SCUDETTO


Spotkanie Berlusconiego z Taechaubolem w porze obiadowej

1 maja 2015, 10:42, cinassek Aktualności


3 komentarze
Musisz być zalogowany, aby komentować
pazioni
Moderator pazioni
1 maja 2015, 17:13
Pożyjemy zobaczymy, ale coś czuję,że Berlu nie sprzeda Bee klubu.
0
Cactus
Cactus
1 maja 2015, 11:36
adi_avanti Taj musiał przedstawić realne gwarancję finansowe jakimi będzie dysponowała ta jego spółka. Nie ma takiej możliwości, żeby ktoś z ulicy wchodził do rozmów z Finivestem na temat wykupienia udziałów o takiej wartości. Prawdopodobny scenariusz jest taki, że Bee jest tylko twarzą reprezentującą ludzi którzy niekoniecznie chcą się ujawnić i którzy wolą działać w cieniu. Jeśli Berlusconi odrzuci ofertę i przyczyną tego będą wątpliwości co do kapitału i możliwości nowych nabywców to prędzej czy później poznamy tego szczegóły.

◆ Zestawienie danych ◆
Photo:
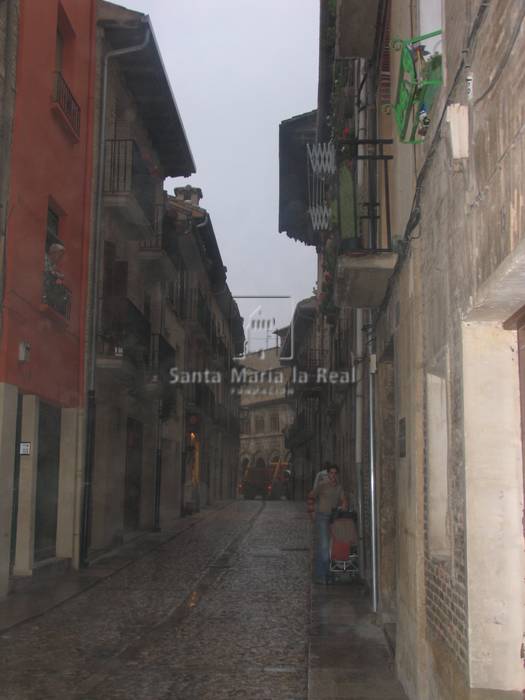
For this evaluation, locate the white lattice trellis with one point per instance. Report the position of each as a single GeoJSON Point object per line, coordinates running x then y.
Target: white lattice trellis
{"type": "Point", "coordinates": [321, 167]}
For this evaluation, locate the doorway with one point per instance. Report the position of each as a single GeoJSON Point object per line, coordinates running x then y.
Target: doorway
{"type": "Point", "coordinates": [133, 475]}
{"type": "Point", "coordinates": [47, 481]}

◆ Polecenie ◆
Odpowiedz na podstawie strony o spotkaniu Berlusconiego z Taechaubolem:
1. Jakiego dnia i o której godzinie opublikowano wpis?
2. Kto jest autorem komentarza, w którym pada zdanie „coś czuję,że Berlu nie sprzeda Bee klubu”?
3. Co trzeba zrobić, aby móc komentować?
Materiał nie jest tu potrzebny.

◆ Odpowiedź ◆
1. Wpis opublikowano 1 maja 2015 roku o godzinie 10:42.
2. Autorem tego komentarza jest pazioni, który pełni funkcję moderatora.
3. Aby móc komentować, trzeba być zalogowanym.